From the line with "In this exercise you will place a marker on the floral" through the final line, transcribe the material below character for character; include no other lines.

# Data supplied start

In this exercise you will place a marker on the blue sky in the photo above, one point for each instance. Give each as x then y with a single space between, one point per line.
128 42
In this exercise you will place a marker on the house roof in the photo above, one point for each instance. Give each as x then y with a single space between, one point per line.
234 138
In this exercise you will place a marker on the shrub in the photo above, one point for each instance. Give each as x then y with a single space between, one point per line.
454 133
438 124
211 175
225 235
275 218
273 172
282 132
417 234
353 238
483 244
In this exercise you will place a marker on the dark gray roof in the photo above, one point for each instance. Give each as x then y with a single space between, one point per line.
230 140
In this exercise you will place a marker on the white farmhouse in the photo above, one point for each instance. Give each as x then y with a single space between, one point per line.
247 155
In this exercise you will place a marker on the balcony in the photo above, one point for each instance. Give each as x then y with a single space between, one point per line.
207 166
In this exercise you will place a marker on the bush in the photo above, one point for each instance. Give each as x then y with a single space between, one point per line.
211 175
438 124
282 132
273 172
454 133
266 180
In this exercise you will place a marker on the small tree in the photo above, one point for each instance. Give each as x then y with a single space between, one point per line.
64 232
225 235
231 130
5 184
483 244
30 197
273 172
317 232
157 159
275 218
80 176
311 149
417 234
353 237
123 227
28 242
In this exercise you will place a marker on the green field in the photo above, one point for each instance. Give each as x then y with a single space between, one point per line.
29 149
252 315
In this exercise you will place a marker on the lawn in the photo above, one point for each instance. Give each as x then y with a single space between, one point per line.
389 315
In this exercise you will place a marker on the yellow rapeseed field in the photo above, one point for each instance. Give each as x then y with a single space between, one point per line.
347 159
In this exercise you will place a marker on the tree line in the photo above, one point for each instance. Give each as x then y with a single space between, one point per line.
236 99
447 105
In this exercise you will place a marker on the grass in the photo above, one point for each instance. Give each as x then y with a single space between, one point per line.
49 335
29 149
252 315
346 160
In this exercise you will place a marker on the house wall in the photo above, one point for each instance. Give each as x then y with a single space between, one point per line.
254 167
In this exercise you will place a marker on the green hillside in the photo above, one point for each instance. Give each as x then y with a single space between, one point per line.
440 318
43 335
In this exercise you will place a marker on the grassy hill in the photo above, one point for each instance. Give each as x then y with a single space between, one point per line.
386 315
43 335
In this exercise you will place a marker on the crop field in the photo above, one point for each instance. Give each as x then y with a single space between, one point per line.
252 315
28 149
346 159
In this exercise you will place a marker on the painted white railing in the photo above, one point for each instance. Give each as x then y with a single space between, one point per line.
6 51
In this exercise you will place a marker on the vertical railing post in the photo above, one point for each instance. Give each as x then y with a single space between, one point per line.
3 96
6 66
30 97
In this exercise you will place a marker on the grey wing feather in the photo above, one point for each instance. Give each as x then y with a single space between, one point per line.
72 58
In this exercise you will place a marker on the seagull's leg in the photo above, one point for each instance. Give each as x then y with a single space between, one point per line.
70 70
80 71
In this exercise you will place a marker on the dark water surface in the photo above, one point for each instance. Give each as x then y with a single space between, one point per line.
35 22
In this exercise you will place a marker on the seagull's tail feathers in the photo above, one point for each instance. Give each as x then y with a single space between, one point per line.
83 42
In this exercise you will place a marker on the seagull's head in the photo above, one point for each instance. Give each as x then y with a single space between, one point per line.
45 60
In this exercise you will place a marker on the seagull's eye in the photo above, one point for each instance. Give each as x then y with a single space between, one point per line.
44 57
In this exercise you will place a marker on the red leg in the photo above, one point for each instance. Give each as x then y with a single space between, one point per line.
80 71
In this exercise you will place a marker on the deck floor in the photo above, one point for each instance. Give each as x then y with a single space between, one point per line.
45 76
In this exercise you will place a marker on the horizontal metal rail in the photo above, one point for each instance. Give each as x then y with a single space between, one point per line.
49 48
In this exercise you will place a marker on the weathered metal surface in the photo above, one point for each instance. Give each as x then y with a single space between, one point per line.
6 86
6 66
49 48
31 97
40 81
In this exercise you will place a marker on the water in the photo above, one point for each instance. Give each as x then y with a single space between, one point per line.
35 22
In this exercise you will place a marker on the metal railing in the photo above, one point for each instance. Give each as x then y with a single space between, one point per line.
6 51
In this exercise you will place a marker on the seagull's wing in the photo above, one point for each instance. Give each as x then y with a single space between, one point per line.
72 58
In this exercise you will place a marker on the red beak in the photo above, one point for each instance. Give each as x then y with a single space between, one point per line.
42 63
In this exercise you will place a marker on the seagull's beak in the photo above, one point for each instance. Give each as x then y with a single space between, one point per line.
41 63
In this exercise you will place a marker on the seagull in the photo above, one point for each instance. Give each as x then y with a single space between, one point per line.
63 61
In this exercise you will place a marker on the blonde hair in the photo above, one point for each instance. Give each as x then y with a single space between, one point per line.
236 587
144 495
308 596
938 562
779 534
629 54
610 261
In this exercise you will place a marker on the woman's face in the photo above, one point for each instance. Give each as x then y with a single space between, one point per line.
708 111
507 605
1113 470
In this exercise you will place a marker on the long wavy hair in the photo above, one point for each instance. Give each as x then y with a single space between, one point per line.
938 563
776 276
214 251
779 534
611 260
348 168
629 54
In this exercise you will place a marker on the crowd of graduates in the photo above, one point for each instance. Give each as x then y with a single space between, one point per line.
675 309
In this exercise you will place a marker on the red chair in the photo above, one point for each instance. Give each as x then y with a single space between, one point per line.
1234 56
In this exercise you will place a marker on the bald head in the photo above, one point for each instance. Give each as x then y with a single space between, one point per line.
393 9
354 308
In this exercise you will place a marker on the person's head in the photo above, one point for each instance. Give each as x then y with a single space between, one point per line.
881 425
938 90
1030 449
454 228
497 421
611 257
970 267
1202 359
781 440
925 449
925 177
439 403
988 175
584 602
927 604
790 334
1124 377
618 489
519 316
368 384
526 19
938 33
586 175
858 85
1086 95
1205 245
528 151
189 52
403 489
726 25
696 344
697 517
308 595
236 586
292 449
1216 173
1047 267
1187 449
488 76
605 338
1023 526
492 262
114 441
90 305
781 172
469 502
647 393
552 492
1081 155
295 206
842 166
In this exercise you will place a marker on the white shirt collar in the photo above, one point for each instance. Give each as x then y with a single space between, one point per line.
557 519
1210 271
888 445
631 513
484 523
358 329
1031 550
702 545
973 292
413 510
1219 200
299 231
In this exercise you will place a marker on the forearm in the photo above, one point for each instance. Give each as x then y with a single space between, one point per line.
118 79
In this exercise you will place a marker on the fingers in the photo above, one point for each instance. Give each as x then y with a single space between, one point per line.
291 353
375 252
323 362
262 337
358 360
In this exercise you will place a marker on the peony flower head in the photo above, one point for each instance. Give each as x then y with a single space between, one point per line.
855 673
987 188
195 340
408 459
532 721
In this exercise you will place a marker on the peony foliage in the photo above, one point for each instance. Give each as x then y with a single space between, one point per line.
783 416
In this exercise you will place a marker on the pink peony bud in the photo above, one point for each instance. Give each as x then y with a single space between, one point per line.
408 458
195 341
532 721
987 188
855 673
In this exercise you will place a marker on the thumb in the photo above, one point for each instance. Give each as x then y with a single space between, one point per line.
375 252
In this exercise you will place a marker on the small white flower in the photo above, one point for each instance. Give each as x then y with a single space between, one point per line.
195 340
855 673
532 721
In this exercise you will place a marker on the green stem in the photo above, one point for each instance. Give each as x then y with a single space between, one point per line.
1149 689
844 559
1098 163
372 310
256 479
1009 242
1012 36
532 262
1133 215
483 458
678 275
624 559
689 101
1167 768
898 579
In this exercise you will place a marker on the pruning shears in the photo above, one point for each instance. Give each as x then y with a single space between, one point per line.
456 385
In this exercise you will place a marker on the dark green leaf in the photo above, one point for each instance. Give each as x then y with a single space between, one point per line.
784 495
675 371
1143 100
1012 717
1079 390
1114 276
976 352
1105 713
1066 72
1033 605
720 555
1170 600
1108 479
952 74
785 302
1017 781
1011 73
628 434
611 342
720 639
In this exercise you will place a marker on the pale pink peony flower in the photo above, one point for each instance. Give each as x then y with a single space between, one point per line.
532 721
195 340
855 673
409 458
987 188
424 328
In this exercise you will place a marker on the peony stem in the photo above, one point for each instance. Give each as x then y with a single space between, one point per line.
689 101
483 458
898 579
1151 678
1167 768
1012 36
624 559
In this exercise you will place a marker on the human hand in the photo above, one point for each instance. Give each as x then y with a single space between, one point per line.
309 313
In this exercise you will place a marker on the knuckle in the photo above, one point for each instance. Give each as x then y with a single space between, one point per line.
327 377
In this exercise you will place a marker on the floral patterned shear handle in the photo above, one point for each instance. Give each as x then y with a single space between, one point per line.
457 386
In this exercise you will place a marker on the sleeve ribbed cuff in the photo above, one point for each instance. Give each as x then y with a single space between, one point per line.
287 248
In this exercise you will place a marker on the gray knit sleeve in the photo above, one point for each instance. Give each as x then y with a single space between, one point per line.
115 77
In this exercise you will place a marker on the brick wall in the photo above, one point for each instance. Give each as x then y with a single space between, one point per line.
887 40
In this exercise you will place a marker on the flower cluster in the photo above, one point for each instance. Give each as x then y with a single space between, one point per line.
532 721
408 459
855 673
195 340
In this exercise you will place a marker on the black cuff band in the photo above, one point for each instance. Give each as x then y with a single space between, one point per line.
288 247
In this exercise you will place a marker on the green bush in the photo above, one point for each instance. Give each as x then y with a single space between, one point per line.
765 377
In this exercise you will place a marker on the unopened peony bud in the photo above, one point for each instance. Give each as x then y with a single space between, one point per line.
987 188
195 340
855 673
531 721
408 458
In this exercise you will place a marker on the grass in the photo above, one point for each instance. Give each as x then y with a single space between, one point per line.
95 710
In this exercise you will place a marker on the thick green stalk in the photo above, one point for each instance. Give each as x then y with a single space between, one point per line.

# Data supplied end

- **Answer to the exercise**
In this exercise you will place a marker on the floral patterned shear handle in the photo above, one point for each instance. Give each as x then y with a single space between, one point per line.
457 386
In this exercise you will place a marker on the sleeve ribbed cuff in the photo above, one point for each instance. Give each as x then y with a single space between, one point per line.
287 248
In this exercise you will place a marker on the gray knit sleeve in the photo above, one point for each instance. Give each as x then y with a single space between, one point per line.
115 77
In this exercise you will place a marker on the brick wall in the photo above, one point for each instance. Give each as x then y with a single space between, one point per line.
887 40
In this exercise you will place a marker on the flower cluster in the photo above, one point for each instance. Give each as x then y with a single space between, one point per line.
532 721
408 459
855 673
195 340
In this exercise you will place a marker on the black cuff band in the photo above, one point for each instance. Give each as x then y with a single space between, one point per line.
288 247
In this exercise you will place a marker on the green bush in the photo above, one point for each instance. Give each as x then y with a single space between, one point per line.
765 377
In this exercise you will place a marker on the unopened peony bud in the photo above, one point for each instance. Give each as x then y with a single space between, one point per line.
987 188
195 340
855 673
531 721
408 458
In this exercise you will place a marker on the grass in the photo above, one point for each instance. Give each as x then y with a single space between, one point per line.
95 710
In this exercise you will place a marker on the thick green stalk in the photo above, one point for each instance. Give each as x then y with a single space between, one point per line.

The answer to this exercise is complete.